課題文: 下の行のうち、文字列「roof」を含むものをすべて見つけ、一行ずつ書き写してください。

コレクションから取り出したエントリ
______________________________
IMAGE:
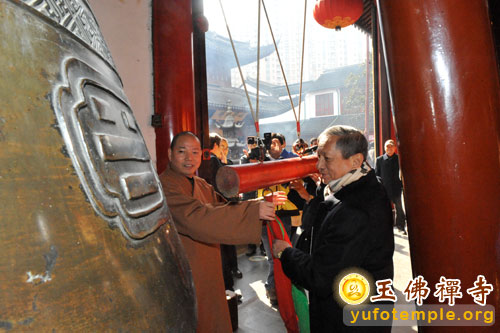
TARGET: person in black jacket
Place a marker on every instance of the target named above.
(352, 223)
(387, 168)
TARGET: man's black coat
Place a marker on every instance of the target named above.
(354, 232)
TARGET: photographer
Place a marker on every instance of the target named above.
(252, 155)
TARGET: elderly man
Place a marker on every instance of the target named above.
(352, 229)
(203, 222)
(387, 168)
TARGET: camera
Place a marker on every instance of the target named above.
(254, 154)
(263, 146)
(252, 140)
(309, 151)
(267, 140)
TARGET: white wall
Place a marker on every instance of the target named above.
(126, 27)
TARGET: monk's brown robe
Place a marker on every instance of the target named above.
(203, 223)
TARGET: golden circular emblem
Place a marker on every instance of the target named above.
(354, 288)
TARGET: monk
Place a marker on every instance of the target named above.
(204, 220)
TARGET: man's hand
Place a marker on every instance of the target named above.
(298, 185)
(279, 246)
(278, 198)
(266, 210)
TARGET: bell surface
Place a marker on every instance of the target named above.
(86, 238)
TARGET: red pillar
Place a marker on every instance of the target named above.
(445, 91)
(173, 72)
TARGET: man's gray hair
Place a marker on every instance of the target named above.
(350, 140)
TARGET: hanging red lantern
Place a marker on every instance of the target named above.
(337, 13)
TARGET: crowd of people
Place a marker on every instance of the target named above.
(338, 219)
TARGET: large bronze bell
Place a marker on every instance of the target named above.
(86, 239)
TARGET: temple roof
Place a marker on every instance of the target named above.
(269, 106)
(220, 51)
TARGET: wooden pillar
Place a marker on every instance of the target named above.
(173, 73)
(445, 91)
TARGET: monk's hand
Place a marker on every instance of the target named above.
(278, 247)
(266, 210)
(279, 198)
(298, 185)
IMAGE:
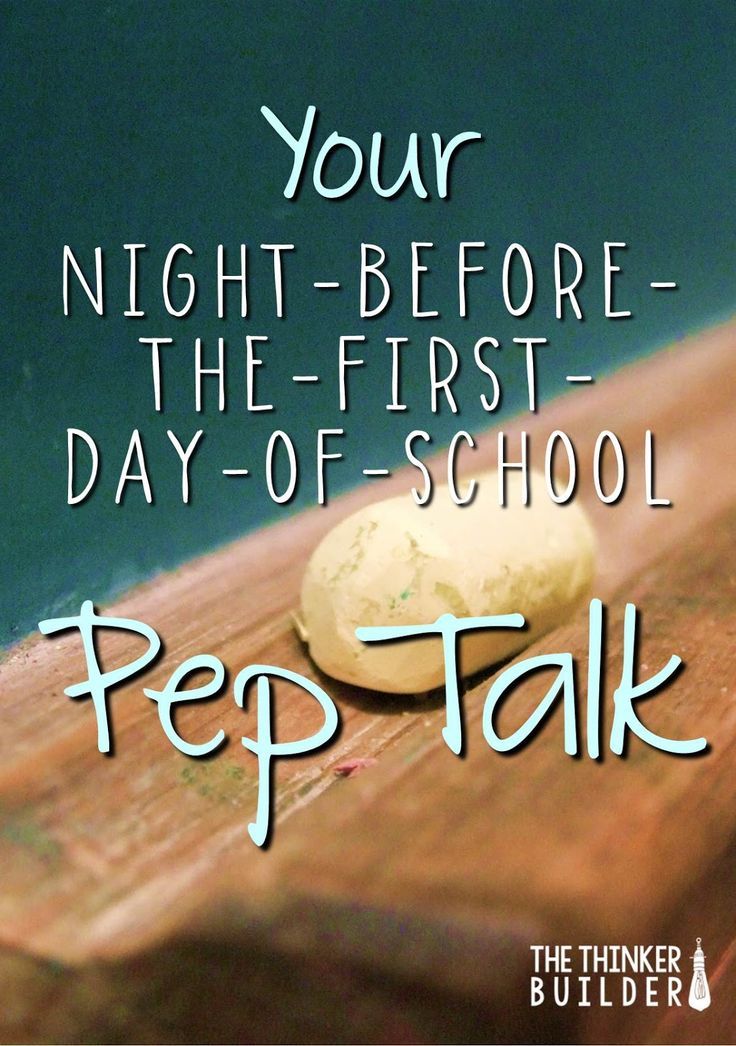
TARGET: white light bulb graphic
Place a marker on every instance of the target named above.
(699, 993)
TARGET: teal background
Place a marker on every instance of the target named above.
(140, 122)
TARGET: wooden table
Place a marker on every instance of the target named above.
(396, 905)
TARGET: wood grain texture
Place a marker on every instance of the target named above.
(398, 904)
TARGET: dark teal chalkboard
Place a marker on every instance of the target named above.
(132, 122)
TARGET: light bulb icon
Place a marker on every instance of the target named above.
(699, 992)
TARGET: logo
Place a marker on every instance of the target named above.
(617, 975)
(699, 997)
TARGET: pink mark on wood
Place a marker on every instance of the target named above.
(351, 767)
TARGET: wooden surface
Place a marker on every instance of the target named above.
(396, 905)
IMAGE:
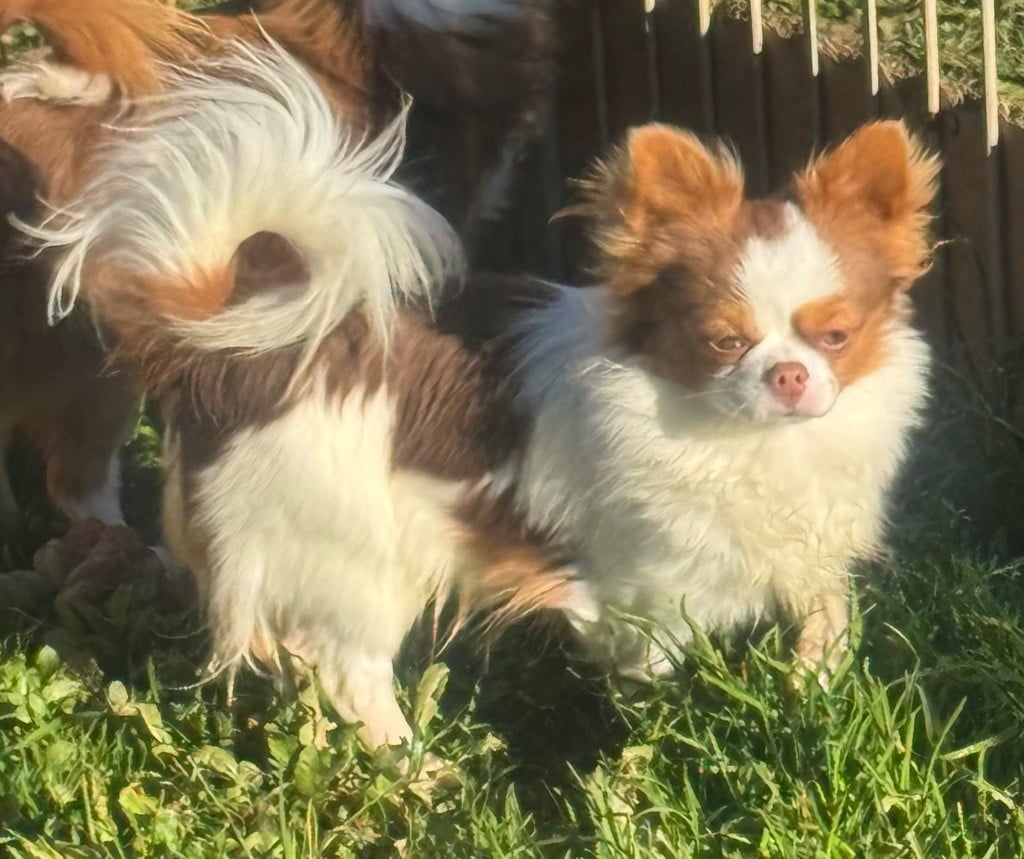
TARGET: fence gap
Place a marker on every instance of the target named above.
(684, 70)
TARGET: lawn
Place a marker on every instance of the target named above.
(109, 748)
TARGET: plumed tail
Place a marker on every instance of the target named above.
(239, 214)
(480, 73)
(123, 40)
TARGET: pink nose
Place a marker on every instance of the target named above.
(787, 382)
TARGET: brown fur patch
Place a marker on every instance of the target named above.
(670, 224)
(863, 323)
(60, 140)
(518, 571)
(868, 199)
(53, 389)
(124, 39)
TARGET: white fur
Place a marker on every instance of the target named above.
(776, 276)
(673, 506)
(43, 79)
(251, 143)
(104, 502)
(315, 542)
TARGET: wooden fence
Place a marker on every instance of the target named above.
(629, 61)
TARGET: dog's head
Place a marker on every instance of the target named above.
(768, 307)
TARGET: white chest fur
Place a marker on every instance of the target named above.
(669, 506)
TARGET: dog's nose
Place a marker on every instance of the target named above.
(787, 381)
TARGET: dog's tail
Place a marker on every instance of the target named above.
(124, 40)
(238, 216)
(480, 73)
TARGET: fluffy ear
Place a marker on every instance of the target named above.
(674, 175)
(664, 199)
(880, 180)
(267, 261)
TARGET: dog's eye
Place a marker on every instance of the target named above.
(730, 344)
(835, 339)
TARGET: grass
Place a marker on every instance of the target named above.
(108, 748)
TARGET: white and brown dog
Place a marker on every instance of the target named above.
(478, 72)
(714, 429)
(328, 453)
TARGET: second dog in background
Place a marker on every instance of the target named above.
(328, 453)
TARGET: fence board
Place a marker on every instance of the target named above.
(846, 100)
(684, 70)
(628, 87)
(581, 126)
(1011, 153)
(739, 108)
(792, 106)
(972, 274)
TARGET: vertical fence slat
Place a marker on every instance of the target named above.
(1012, 158)
(931, 11)
(704, 15)
(811, 33)
(991, 74)
(870, 33)
(628, 89)
(757, 28)
(792, 106)
(968, 203)
(581, 125)
(933, 296)
(684, 71)
(740, 120)
(846, 101)
(1011, 155)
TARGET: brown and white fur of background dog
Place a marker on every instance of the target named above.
(484, 68)
(327, 451)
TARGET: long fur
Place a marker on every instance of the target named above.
(481, 73)
(123, 39)
(250, 143)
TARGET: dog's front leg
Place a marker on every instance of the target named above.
(360, 685)
(824, 634)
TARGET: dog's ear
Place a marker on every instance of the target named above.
(267, 261)
(879, 183)
(880, 167)
(664, 200)
(671, 174)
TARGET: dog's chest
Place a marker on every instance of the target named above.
(724, 519)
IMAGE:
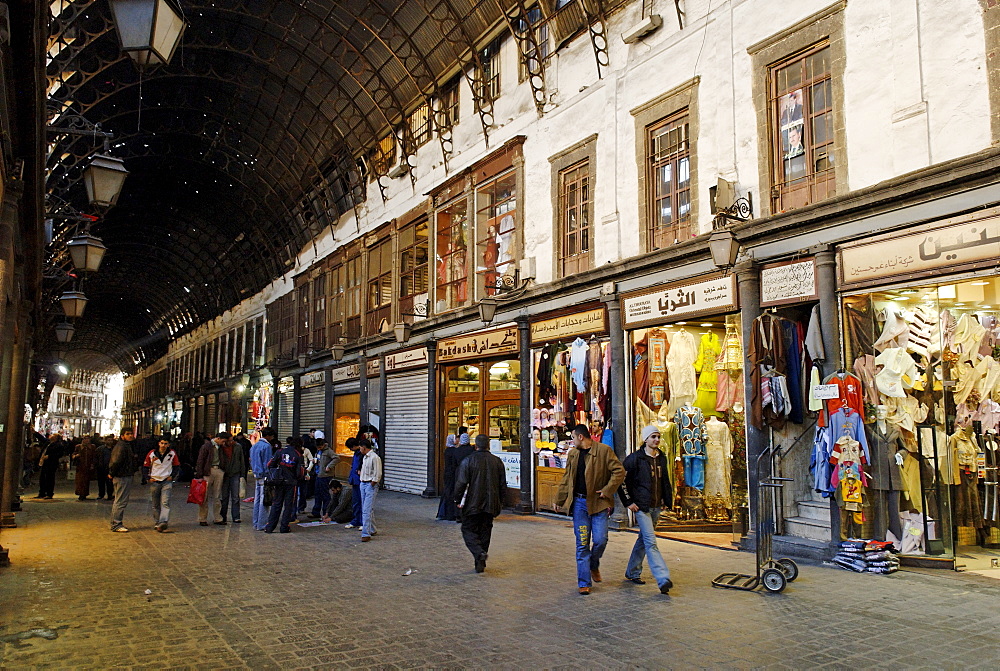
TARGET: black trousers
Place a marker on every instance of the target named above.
(282, 507)
(476, 532)
(47, 482)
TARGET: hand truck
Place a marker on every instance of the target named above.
(773, 574)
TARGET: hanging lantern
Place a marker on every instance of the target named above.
(86, 252)
(104, 178)
(64, 332)
(73, 303)
(148, 30)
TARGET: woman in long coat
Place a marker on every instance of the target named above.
(447, 510)
(86, 463)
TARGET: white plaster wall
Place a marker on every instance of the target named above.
(915, 86)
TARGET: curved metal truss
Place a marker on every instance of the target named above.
(255, 139)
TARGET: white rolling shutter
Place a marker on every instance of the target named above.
(405, 434)
(312, 413)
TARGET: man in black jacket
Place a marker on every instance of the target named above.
(480, 487)
(120, 470)
(645, 492)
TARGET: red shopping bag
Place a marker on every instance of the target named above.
(197, 493)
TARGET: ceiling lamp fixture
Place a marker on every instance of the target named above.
(87, 252)
(148, 30)
(104, 177)
(64, 332)
(73, 303)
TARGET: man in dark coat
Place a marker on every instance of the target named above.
(480, 487)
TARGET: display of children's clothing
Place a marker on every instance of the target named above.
(718, 467)
(691, 429)
(709, 350)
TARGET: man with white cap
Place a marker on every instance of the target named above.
(645, 492)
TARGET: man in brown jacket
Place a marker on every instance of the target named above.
(593, 475)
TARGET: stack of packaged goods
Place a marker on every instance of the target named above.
(867, 556)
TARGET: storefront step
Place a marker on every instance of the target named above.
(804, 527)
(816, 510)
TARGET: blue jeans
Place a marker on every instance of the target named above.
(122, 488)
(356, 505)
(159, 497)
(321, 500)
(645, 546)
(230, 494)
(368, 492)
(259, 509)
(591, 539)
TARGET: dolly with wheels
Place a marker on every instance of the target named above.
(773, 574)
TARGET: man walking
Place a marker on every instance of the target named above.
(480, 487)
(593, 475)
(645, 491)
(208, 469)
(160, 469)
(260, 454)
(371, 476)
(354, 479)
(288, 464)
(120, 470)
(327, 461)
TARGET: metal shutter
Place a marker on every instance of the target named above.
(405, 434)
(312, 413)
(285, 413)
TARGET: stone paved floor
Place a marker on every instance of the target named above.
(230, 597)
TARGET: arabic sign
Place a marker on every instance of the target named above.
(677, 301)
(352, 372)
(411, 358)
(488, 343)
(312, 379)
(826, 391)
(974, 241)
(591, 321)
(790, 282)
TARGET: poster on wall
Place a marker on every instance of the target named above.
(789, 282)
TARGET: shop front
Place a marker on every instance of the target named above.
(479, 378)
(685, 376)
(406, 420)
(922, 340)
(571, 359)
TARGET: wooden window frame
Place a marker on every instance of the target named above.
(814, 184)
(582, 260)
(680, 228)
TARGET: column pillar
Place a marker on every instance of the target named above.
(829, 310)
(432, 426)
(525, 505)
(619, 424)
(748, 285)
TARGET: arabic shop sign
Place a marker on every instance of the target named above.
(971, 242)
(488, 343)
(580, 323)
(411, 358)
(789, 282)
(679, 301)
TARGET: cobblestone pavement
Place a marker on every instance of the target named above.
(230, 597)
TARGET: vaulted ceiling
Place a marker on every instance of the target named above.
(236, 149)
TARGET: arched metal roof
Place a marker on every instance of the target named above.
(234, 148)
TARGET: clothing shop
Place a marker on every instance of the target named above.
(922, 341)
(571, 357)
(479, 378)
(685, 376)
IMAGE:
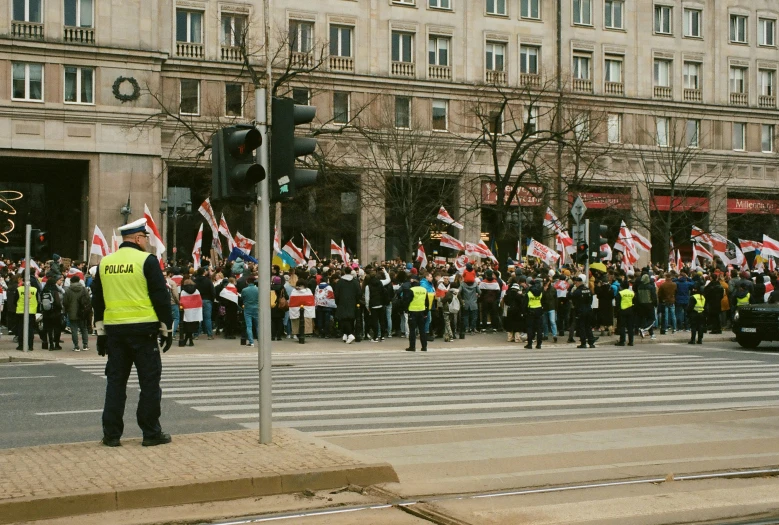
______________________________
完成した課題:
TARGET: temple roof
TARGET: arched metal roof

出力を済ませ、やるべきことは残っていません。